- _Data for processing_:
-- BEGIN --

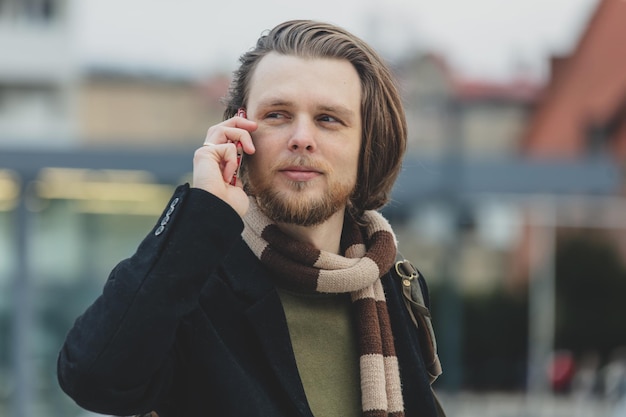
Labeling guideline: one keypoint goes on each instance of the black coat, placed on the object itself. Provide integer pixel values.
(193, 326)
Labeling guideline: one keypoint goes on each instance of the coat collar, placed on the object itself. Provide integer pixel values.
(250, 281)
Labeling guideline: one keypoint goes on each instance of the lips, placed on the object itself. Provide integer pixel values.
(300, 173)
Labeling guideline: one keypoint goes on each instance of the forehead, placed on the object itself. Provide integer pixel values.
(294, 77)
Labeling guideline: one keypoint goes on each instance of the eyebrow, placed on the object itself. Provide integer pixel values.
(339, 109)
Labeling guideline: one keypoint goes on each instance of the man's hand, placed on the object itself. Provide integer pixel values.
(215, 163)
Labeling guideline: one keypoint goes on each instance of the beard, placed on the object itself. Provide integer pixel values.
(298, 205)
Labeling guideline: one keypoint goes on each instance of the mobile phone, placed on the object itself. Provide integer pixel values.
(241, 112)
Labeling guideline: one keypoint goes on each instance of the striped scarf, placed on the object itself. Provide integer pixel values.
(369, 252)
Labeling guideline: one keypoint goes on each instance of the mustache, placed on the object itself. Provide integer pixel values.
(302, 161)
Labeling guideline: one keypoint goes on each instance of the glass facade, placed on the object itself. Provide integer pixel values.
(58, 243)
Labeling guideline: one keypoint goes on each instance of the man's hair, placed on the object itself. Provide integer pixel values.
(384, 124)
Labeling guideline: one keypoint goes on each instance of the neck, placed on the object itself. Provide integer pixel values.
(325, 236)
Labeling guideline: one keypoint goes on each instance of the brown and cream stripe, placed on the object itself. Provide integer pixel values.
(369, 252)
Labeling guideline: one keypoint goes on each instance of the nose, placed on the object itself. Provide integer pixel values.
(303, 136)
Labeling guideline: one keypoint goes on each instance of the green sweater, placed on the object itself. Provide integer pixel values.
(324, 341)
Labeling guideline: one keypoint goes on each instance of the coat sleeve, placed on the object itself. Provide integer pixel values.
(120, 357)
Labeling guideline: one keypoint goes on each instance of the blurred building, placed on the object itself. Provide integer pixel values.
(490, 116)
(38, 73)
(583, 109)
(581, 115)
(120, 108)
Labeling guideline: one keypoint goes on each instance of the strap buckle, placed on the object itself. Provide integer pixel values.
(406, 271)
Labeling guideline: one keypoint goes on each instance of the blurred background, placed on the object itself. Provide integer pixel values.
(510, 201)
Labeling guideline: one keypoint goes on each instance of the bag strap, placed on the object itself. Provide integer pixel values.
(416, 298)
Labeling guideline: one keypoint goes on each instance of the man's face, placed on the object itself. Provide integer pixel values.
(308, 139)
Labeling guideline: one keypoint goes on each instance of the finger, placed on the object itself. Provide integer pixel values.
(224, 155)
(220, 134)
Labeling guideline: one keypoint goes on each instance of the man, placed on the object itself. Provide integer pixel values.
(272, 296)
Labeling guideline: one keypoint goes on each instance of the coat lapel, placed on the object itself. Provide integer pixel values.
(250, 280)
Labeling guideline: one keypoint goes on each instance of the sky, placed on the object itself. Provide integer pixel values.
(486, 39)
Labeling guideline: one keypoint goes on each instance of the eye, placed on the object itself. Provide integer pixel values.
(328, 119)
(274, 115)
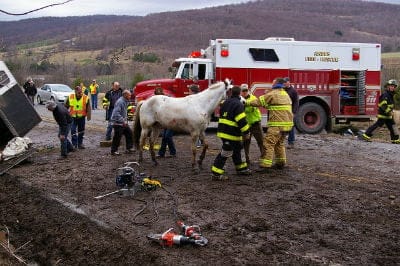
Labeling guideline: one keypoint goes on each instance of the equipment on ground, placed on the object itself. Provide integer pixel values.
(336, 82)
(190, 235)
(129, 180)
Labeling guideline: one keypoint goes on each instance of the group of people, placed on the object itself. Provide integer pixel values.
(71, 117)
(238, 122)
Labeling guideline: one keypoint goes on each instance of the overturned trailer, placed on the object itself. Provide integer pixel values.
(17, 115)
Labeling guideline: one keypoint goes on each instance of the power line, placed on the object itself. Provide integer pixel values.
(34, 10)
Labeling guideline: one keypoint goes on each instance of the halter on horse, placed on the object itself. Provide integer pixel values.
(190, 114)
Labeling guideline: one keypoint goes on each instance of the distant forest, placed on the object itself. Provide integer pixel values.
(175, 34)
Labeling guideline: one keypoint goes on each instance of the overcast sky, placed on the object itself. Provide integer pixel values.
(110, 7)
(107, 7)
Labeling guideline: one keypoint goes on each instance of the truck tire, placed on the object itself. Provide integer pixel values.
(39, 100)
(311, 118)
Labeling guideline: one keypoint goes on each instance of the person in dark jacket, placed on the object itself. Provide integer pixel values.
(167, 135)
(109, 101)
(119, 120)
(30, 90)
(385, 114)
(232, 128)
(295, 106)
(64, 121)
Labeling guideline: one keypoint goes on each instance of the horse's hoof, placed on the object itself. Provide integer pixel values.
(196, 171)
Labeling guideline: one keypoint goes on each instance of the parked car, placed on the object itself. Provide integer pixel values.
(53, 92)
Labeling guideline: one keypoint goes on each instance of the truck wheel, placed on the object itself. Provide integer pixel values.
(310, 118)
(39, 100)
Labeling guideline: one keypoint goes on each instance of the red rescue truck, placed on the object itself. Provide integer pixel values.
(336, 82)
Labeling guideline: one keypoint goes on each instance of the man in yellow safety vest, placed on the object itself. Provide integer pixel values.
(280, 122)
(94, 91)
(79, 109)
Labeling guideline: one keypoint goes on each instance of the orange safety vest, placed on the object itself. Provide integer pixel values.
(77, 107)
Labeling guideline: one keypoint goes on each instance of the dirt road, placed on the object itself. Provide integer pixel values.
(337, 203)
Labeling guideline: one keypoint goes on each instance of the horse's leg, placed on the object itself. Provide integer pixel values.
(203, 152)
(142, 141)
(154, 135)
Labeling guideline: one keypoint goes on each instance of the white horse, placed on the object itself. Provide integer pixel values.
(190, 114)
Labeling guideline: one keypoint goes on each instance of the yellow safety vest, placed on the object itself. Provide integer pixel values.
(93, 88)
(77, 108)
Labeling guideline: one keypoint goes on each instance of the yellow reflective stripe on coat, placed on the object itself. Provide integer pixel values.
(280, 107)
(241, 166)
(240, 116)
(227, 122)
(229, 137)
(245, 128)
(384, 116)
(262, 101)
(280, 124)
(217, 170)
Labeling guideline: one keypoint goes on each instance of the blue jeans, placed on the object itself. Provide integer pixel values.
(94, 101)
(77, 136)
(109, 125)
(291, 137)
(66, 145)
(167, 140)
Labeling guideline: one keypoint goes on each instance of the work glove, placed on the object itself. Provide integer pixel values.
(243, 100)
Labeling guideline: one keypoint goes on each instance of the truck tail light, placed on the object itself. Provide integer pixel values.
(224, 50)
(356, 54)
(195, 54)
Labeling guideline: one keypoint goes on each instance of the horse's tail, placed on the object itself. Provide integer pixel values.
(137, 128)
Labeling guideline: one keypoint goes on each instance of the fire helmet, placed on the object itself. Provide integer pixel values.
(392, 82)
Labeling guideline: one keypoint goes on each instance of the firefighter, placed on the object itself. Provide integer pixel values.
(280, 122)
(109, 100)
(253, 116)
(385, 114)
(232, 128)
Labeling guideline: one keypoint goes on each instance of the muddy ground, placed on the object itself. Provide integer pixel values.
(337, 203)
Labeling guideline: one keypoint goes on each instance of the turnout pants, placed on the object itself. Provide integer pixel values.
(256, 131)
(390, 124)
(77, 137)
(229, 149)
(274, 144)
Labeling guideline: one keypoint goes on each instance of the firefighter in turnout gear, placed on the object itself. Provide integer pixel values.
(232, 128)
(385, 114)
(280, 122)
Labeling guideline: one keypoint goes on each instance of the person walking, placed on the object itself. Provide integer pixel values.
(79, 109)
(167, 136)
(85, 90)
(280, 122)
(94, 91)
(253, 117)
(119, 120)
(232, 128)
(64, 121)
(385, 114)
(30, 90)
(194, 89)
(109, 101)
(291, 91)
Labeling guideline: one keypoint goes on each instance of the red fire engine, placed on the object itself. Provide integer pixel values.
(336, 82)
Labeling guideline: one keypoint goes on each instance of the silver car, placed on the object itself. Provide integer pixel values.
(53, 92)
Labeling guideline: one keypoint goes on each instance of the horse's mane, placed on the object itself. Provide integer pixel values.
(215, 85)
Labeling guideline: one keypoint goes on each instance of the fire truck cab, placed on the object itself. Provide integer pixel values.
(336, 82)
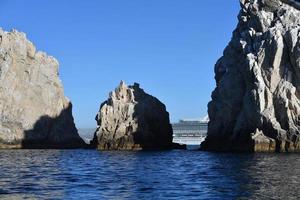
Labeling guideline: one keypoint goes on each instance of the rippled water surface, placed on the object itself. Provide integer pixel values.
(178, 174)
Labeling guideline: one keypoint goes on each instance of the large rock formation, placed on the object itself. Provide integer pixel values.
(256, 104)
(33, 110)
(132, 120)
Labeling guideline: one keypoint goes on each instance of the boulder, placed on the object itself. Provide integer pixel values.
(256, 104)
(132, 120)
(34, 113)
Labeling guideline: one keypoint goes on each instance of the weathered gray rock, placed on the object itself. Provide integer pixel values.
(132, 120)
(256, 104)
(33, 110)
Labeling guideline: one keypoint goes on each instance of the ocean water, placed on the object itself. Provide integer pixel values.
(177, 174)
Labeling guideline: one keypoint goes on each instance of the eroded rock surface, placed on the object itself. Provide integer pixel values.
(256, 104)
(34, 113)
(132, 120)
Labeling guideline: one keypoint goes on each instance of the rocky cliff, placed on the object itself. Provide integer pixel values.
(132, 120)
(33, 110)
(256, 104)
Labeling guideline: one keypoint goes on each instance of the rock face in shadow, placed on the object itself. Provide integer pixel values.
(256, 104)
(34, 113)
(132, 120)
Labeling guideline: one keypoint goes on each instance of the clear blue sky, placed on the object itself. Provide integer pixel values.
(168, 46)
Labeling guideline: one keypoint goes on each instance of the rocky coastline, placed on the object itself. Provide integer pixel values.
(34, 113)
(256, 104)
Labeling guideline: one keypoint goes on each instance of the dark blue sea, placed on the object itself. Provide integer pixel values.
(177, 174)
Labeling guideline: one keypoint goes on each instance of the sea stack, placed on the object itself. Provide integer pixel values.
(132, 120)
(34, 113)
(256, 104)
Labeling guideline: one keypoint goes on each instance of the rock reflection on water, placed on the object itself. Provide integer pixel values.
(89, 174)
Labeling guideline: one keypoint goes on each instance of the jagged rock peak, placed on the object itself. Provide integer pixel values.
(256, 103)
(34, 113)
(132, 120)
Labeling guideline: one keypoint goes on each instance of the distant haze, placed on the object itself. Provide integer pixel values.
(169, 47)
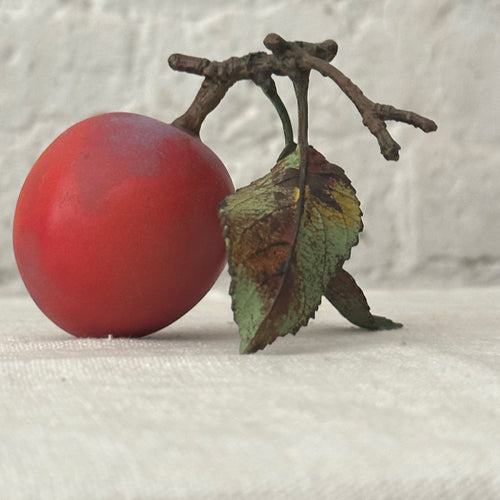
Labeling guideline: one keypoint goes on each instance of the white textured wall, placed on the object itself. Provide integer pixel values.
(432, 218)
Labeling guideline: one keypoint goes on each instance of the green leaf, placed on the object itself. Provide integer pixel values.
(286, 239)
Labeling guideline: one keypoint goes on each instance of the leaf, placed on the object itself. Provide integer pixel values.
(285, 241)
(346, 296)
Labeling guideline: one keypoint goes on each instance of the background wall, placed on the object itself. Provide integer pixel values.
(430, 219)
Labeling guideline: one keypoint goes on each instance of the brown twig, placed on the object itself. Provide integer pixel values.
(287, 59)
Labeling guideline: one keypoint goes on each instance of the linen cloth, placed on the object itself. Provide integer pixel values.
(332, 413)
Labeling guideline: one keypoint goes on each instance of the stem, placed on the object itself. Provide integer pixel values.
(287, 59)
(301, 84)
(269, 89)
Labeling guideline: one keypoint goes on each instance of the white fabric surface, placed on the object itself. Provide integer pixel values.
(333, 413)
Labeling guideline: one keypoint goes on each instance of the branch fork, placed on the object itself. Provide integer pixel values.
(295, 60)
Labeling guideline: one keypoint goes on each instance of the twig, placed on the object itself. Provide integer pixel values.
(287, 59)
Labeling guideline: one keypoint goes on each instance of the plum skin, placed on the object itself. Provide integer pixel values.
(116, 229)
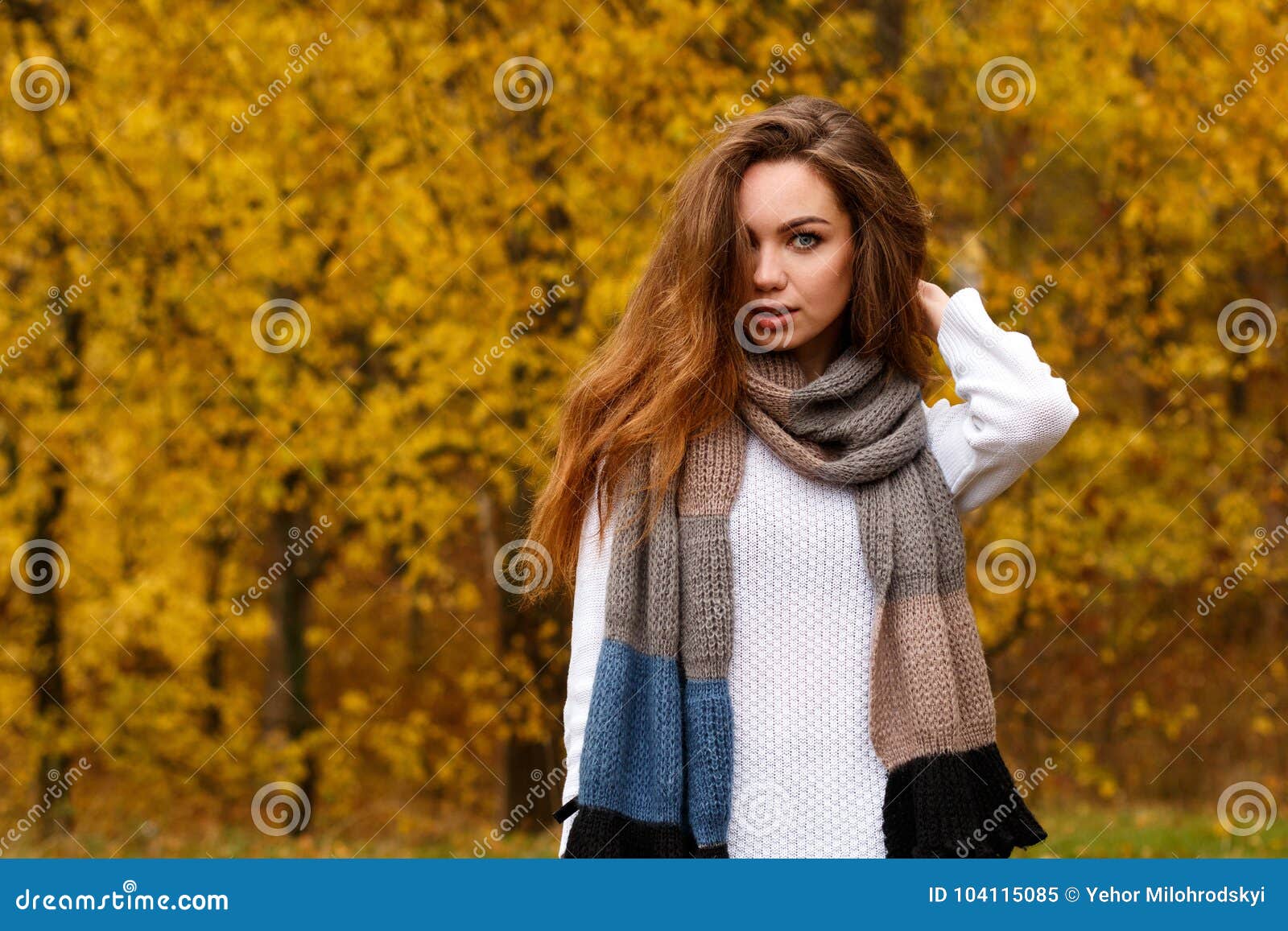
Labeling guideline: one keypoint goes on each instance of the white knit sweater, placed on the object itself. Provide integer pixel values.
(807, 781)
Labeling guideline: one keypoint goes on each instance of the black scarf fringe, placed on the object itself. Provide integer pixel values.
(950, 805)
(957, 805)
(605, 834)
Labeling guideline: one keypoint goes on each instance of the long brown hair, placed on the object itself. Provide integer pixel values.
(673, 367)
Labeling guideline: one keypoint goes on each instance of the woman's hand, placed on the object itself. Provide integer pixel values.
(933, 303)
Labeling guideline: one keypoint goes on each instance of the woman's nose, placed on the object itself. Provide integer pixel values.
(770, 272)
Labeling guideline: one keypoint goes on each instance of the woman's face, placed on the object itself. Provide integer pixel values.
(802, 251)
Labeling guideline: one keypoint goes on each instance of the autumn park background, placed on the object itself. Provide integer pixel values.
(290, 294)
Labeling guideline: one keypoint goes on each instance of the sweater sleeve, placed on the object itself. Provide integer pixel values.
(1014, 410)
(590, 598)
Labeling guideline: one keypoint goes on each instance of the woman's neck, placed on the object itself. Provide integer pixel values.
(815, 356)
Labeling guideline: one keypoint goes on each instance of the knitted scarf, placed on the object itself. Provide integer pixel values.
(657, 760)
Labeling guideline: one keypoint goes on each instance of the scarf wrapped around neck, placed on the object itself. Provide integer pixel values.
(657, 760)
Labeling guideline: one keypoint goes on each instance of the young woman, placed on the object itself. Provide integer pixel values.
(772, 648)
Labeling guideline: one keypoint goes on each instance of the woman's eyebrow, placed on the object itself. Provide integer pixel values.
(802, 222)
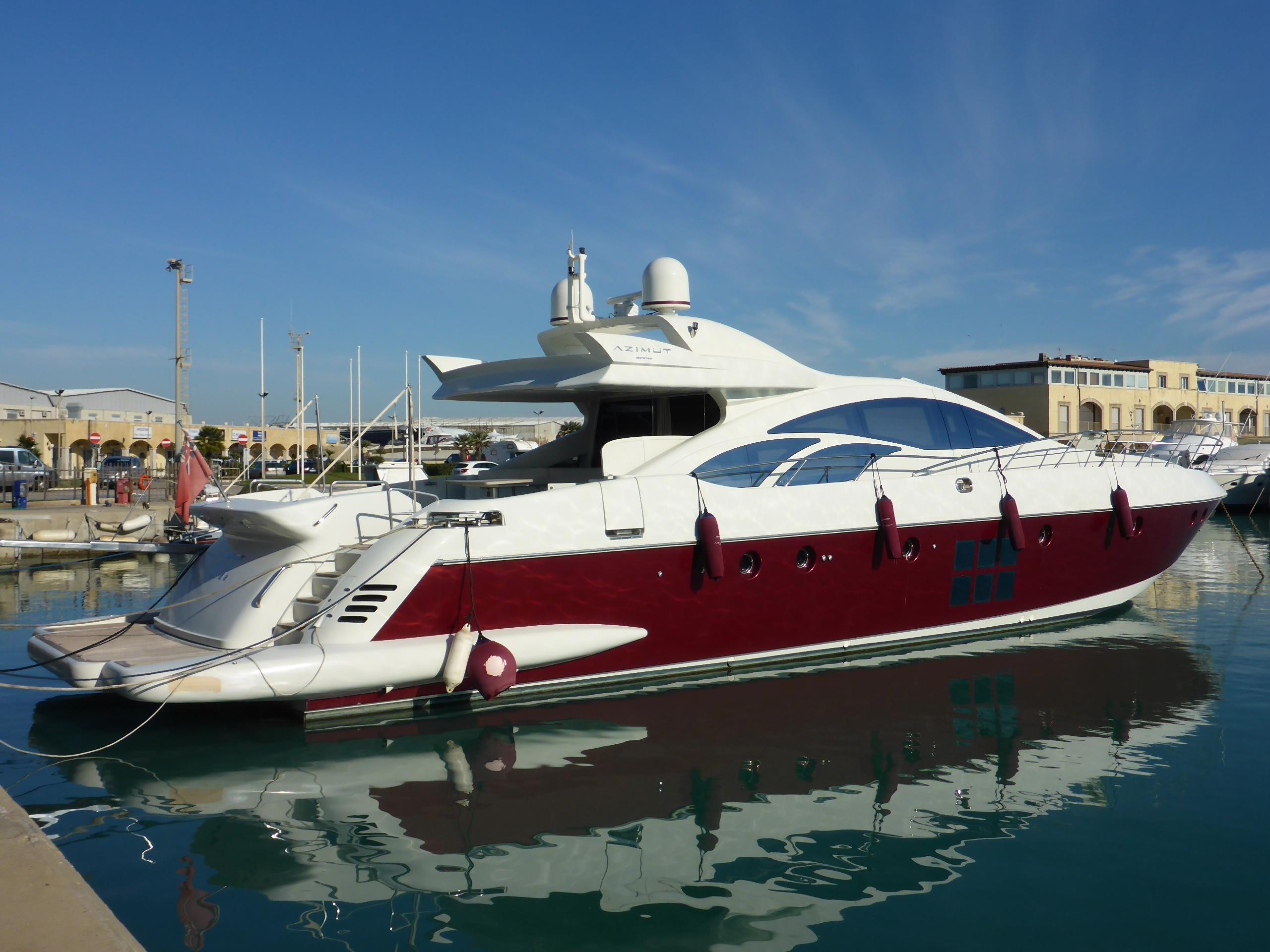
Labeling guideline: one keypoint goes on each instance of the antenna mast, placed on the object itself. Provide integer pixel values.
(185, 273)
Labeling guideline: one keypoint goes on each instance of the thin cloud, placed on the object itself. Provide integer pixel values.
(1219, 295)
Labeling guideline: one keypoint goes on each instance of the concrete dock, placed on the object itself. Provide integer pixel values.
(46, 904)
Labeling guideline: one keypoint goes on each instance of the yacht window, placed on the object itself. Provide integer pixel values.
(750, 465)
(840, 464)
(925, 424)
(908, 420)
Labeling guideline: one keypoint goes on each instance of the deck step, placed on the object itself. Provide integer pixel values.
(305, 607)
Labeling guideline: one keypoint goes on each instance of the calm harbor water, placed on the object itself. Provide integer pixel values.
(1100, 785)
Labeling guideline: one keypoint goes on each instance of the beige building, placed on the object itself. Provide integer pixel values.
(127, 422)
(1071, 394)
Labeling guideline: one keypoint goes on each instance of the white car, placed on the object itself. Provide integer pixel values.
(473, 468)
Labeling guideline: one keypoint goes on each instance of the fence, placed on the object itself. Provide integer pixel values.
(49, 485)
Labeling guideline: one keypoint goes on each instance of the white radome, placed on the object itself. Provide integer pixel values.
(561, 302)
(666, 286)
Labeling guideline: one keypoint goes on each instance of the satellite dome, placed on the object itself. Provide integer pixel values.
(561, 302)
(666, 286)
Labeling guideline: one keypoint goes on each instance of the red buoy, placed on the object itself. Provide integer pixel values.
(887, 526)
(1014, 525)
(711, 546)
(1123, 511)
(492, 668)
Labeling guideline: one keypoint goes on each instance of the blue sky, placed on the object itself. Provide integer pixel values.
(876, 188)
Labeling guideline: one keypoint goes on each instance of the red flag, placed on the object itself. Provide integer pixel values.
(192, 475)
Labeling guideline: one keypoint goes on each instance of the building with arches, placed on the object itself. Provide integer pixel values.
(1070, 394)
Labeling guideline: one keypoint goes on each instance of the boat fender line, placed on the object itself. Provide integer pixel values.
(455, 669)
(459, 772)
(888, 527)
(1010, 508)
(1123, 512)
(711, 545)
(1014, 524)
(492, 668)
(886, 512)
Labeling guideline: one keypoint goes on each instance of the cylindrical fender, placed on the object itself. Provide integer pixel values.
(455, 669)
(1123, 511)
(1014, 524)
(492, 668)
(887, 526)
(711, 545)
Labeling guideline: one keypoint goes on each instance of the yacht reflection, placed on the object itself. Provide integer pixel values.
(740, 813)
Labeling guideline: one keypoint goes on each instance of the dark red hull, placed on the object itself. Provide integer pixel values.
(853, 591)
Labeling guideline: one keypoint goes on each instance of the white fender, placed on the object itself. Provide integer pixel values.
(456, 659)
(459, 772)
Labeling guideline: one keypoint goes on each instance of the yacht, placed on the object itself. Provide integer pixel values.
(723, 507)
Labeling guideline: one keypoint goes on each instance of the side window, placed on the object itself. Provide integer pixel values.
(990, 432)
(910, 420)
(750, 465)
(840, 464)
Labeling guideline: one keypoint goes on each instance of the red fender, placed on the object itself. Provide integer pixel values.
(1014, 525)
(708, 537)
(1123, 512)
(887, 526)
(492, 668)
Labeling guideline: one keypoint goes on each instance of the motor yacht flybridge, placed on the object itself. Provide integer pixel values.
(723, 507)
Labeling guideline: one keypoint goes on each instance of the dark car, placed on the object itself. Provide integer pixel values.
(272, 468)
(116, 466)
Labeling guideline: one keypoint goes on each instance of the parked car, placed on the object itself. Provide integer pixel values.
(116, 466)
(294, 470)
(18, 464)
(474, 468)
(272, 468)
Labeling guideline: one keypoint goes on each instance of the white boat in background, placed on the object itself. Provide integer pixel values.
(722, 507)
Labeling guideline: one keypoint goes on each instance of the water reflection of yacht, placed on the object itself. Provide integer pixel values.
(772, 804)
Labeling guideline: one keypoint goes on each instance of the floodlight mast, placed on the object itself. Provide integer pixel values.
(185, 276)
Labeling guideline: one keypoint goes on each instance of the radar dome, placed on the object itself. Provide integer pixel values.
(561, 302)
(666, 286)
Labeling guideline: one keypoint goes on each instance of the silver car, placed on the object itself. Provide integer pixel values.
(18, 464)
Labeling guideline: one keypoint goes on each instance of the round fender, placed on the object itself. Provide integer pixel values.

-- END --

- _Problem to solve_:
Could you convert the lines from the one containing "of the concrete" up to and including the one containing "(1070, 394)" into a JSON list of strings, with one string per line and blank lines omitted?

- _Complete response_:
[
  "Labeling guideline: one keypoint goes on each instance of the concrete dock, placed on the object itself. Provide integer pixel values.",
  "(46, 904)",
  "Labeling guideline: one keypoint goes on each instance of the yacht window, placed on the object itself. Provide integer pixel values.",
  "(750, 465)",
  "(840, 464)",
  "(925, 424)",
  "(908, 420)",
  "Labeling guideline: one keypoint goes on each instance of the deck step, placed on the object itself. Provide integer pixel values.",
  "(305, 607)",
  "Labeling guideline: one keypoint goes on each instance of the calm harbor water, placed on the object itself. Provide integer pixel values.",
  "(1100, 785)",
  "Labeling guideline: one keypoint goes on each instance of the beige building, placed on the object itself. Provide integer pixel values.",
  "(127, 422)",
  "(1071, 394)",
  "Labeling guideline: one keypoint goes on each instance of the white car, placed on the object itself. Provide integer pixel values.",
  "(473, 468)",
  "Labeling guideline: one keypoint goes on each instance of the fence, placed on the object itself. Provide integer pixel values.",
  "(49, 485)",
  "Labeling guideline: one keypoint goes on each instance of the white radome, placed on the object itself. Provide integer pixel values.",
  "(561, 302)",
  "(666, 286)",
  "Labeling guideline: one keypoint goes on each instance of the satellite dome, placed on the object itself. Provide integer pixel values.",
  "(561, 302)",
  "(666, 286)",
  "Labeling guideline: one keypoint goes on each instance of the red buoy, placed on the object itself. Provide integer pixel values.",
  "(887, 526)",
  "(1014, 525)",
  "(711, 546)",
  "(1123, 511)",
  "(492, 668)",
  "Labeling guideline: one keypoint goes on each instance of the blue sky, placed on the object itself. Provide integer pixel values.",
  "(876, 188)",
  "Labeling guideline: one keypoint goes on each instance of the red flag, placed on the object itself. Provide integer pixel values.",
  "(192, 475)",
  "Labeling guideline: one keypoint goes on each instance of the building with arches, placed on the object itself. Provide integer pixel values.",
  "(1070, 394)"
]